Instructions to follow: Copy out the items from the line containing "leg. Give the box" through the line containing "[274,0,359,123]", both ends included, without changing anything.

☆ ☆ ☆

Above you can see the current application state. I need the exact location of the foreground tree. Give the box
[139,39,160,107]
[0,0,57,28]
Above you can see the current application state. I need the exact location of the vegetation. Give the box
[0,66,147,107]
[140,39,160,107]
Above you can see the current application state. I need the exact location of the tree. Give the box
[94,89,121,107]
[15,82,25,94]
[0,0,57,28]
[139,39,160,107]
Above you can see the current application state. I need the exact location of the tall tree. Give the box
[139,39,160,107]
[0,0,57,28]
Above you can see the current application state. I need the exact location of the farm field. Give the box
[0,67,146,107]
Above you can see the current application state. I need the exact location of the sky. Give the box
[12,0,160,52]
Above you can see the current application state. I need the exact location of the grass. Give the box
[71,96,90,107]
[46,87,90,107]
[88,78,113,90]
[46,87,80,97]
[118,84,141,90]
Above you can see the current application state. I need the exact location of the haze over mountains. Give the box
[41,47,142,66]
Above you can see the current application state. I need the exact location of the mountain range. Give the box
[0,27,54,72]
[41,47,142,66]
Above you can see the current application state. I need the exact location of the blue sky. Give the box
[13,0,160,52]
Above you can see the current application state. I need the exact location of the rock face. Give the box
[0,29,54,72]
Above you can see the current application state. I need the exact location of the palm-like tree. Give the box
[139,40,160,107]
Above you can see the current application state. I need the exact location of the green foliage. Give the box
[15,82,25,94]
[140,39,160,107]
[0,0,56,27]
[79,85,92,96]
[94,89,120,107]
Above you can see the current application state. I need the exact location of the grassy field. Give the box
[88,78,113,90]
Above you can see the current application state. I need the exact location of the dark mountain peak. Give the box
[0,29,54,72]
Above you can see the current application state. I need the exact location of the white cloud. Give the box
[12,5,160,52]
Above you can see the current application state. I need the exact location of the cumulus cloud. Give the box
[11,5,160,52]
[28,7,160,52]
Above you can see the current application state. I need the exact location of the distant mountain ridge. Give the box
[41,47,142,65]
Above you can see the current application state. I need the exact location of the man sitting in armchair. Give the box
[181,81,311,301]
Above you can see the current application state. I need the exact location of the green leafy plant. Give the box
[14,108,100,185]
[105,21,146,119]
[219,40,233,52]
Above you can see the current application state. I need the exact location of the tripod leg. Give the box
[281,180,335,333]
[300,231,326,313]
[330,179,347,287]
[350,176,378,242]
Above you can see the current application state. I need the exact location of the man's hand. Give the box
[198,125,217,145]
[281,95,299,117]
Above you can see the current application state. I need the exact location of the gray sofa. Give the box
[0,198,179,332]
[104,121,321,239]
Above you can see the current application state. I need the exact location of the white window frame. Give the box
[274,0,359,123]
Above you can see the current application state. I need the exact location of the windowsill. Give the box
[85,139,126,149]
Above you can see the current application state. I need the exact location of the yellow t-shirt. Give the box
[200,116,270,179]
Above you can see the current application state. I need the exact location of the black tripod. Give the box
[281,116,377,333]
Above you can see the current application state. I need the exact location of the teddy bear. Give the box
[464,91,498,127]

☆ ☆ ☆

Response to the exercise:
Above you can see the current application state. I need the exact location of the tripod leg. Give the box
[281,180,335,333]
[300,231,326,313]
[330,179,347,287]
[350,176,378,242]
Above you can see the current application state. I need the exact location of the man's hand. Give the box
[198,125,217,145]
[281,95,299,117]
Above you can see the current application state. I need the exact location of the gray sofa. Give the box
[0,198,179,332]
[104,121,321,239]
Above you can see the current application state. I need the exact location of the white window frame. Give the box
[274,0,359,123]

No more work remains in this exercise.